Repeat the following entries verbatim, apart from the pictures.

____ AVAILABLE RECORDS

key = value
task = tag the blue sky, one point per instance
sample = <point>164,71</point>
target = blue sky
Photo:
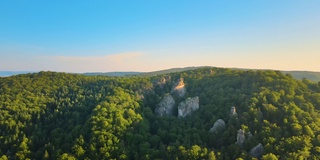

________

*REPLY TO THE EXERCISE*
key = value
task = tag the blue sky, one point per instance
sample = <point>164,71</point>
target = blue sky
Photo:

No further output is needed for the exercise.